What to do:
Return each record shown beneath, word for word.

═══ Supplied data ═══

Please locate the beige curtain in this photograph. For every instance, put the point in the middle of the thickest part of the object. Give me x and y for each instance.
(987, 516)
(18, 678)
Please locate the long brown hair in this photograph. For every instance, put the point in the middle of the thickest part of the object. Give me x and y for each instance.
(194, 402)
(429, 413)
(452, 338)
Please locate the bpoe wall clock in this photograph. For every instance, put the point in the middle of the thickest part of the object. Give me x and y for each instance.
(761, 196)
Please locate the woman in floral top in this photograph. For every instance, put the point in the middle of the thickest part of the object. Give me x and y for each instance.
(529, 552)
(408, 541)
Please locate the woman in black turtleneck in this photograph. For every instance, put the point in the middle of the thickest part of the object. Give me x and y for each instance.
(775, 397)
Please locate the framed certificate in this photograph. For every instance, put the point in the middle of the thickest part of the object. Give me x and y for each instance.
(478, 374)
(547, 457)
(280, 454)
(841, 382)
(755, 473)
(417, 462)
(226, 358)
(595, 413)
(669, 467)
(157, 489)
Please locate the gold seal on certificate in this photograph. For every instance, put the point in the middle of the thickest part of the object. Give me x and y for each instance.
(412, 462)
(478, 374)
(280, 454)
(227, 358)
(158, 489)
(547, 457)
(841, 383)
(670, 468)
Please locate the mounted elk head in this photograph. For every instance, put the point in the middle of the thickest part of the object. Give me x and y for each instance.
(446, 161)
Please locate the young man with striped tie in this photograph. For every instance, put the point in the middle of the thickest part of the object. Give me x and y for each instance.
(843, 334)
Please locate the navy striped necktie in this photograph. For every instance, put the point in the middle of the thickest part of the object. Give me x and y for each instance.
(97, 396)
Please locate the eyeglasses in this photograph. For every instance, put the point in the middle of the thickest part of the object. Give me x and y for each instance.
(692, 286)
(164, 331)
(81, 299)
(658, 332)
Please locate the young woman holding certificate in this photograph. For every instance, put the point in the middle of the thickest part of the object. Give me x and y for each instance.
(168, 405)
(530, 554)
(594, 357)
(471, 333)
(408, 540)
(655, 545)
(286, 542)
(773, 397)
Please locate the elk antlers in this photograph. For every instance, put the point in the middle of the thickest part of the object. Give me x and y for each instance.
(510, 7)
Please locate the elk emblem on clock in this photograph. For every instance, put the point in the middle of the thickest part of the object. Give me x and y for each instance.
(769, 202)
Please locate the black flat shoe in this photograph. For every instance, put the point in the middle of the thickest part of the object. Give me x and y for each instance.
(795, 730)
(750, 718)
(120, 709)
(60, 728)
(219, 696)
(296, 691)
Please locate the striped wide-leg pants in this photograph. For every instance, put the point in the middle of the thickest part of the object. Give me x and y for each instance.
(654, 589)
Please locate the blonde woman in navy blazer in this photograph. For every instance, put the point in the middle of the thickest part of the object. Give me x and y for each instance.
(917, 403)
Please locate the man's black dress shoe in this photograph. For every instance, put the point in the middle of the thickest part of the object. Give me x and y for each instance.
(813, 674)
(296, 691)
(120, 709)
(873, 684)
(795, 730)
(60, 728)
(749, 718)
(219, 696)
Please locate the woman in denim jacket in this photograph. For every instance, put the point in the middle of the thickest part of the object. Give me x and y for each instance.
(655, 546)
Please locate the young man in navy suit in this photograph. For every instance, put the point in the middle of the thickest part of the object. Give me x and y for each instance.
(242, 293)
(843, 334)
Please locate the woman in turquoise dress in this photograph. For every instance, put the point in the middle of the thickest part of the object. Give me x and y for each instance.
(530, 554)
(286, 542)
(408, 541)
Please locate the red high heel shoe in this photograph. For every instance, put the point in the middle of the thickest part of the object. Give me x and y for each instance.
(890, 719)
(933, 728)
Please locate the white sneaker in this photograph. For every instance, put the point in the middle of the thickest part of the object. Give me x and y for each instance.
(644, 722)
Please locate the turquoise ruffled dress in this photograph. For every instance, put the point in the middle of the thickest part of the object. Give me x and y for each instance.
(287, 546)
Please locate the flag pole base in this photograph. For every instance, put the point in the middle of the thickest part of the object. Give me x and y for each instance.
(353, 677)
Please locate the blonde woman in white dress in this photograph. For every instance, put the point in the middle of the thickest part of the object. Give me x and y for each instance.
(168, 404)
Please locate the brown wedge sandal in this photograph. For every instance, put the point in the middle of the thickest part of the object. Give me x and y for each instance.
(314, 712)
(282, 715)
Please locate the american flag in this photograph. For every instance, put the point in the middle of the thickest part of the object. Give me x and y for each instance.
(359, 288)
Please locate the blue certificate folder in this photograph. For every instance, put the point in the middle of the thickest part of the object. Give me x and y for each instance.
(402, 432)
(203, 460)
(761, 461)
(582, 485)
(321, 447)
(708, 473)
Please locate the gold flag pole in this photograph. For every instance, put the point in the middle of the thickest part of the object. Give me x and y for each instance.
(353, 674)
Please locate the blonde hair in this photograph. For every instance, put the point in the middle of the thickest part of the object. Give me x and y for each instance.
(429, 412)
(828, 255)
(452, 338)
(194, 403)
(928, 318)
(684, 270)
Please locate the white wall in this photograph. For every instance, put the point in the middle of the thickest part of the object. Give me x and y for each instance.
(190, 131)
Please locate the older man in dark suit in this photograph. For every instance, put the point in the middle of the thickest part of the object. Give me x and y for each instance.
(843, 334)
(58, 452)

═══

Output of the exercise:
Please locate the beige curtain in this photograph. For every instance, put the point in the middle of the thickest part of the object. Give me x and y for each instance.
(987, 516)
(18, 678)
Please locate the long brown hair in this photograph. For every instance, put the point in the middle of the thickest part of the object. Give me x and y for each instance.
(194, 402)
(429, 413)
(452, 338)
Please locate the bpoe wall clock in this photograph. For every instance, put the point in the middle of the thickest part of the object. Give me x and y for each instance.
(761, 196)
Please locate the woman in floral top in this photograph. For every instance, put the point in the middle of the thickest part of the object. Give me x and y for each instance.
(529, 552)
(408, 541)
Please locate the woman in black turtleneck in this photograph. For every instance, put the point in the middle of the thickest part of the object. Give me x and y for each instance.
(775, 397)
Please locate the framed certificate in this photograph. For every instance, put the point in the middle of the thickest part of the object. Give me x and y for each instance.
(478, 374)
(547, 457)
(280, 454)
(841, 382)
(755, 473)
(417, 462)
(226, 358)
(595, 413)
(669, 467)
(157, 489)
Please locate the gold seal on certificate in this photograph. For every instance, put the point in the middle of the thickest part of the object. Give me x and y for each instance.
(412, 462)
(478, 374)
(280, 454)
(227, 358)
(158, 489)
(547, 457)
(841, 383)
(670, 468)
Please locate the mounted elk head in this photograph. For every instance, put the point in the middle of the thickest part of the object. Give me x and y for each instance.
(446, 161)
Please locate the young man with striped tie in this photograph. For every instance, put the point in the middle of the thickest part of the object. Give me x and y for each instance.
(843, 334)
Please locate the navy striped necktie in this photograph. For every instance, put the point in the middle of the thickest part of the object. Give me x and y for each instance.
(97, 396)
Please locate the eyeglasses in this photograph. For every instance, put the point in the middle of the thickest part of the object. Give me x and y for each instance.
(692, 286)
(164, 331)
(81, 299)
(658, 332)
Please locate the young woman holding certificate in this photograph. For every instance, put the point in the middle of the thickest part of the object. Give me x and y for each instance.
(168, 405)
(530, 554)
(594, 357)
(471, 333)
(408, 540)
(655, 545)
(286, 542)
(773, 397)
Please locate the elk antlers in this photograph. For every instance, put the point in the middle of the thickest part of the object. Give me x and y for each instance.
(510, 7)
Please locate the elk emblem on clock in this photograph. For every instance, put the point in the middle of the thickest part of the object. Give me x and y for each instance.
(769, 202)
Please locate the black flat shoe in this photograph. For every instance, put the point in the middle of the thickest part of the object. Give me x and y for each instance.
(795, 730)
(750, 718)
(120, 709)
(60, 728)
(219, 696)
(296, 691)
Please locate the striped wide-leg pants in this photograph. For every instance, put the point in the middle of the thickest part of the object. Give me x and y for each instance.
(654, 589)
Please locate the blonde woman in navy blazer in this photograph. For every instance, put the point in the middle of the thickest part of the object. Give me x and y for each instance.
(917, 403)
Please locate the man's black dress shoe in this photograph. For every instance, put the point in the middle of the thickest part of the object. Give me x and y for each instance.
(813, 674)
(296, 691)
(120, 709)
(873, 684)
(795, 730)
(60, 728)
(749, 718)
(219, 696)
Please locate the woman in denim jacket in this photograph. For every instance, put the point in the middle of the thickest part of the object. Give me x and y for each instance.
(655, 546)
Please locate the young man in navy suit in this photograph. For every instance, put the point in the middle of the thickest part of the object. Give me x and y for each instance.
(242, 293)
(843, 334)
Please locate the woman in turquoise dress in this photograph. For every instance, put the point in the middle of the thickest part of the object. Give me x and y for each instance.
(530, 554)
(286, 542)
(408, 541)
Please locate the red high heel shoe in this photograph. For every instance, put the point in the middle of the thickest part of the object. Give me x and y for each instance.
(890, 719)
(933, 728)
Please locate the white sneaker in this photograph. For every instance, put the point in the middle of the thickest part of the object. Give me x and y for each instance.
(644, 722)
Please locate the turquoise ruffled dress in this photograph. For every instance, put the point in the middle of the thickest part of the object. Give me x and y for each instance.
(287, 546)
Please locate the flag pole base in this photograph. For every instance, put the point in the middle of the thickest part of the object. Give me x and y for each instance.
(353, 677)
Please locate the blonde woman in white dress in this photograph. For every instance, put the point in the middle of the thickest part of the object. Give me x and y for each instance.
(168, 404)
Please locate the brown wedge sandal in this photograph. For every instance, put the point in the middle of the thickest part of the object. Give me x and y for each instance.
(314, 712)
(282, 715)
Please locate the american flag in this photograph. For every instance, put the point in the middle of the thickest part of the object. Give me x and y for each instance.
(359, 288)
Please locate the blue certificate folder in this photograph. For every instance, put the point in the middle of the thickest part of the object. Give me x and y for each instance.
(402, 432)
(203, 460)
(761, 461)
(582, 485)
(321, 447)
(708, 473)
Please locate the gold flag pole in this photograph. For every instance, put the point in the middle of the thickest part of the object. Give me x and y for each instance.
(353, 674)
Please locate the blonde hair in this photograph. For every instance, put the point in the middle of the thickest part of the object. Give me x and y for each instance.
(429, 412)
(828, 255)
(452, 338)
(194, 403)
(928, 318)
(684, 270)
Please locate the white wall in this photograph. For every instance, put the point in the middle of the thickest part of the object. Give me x and y for each instance.
(190, 131)
Please locate the older man in dark suit in this photograph. For every instance, put the point in the middle of the thickest part of the object. Give me x and y for each instance.
(843, 334)
(58, 452)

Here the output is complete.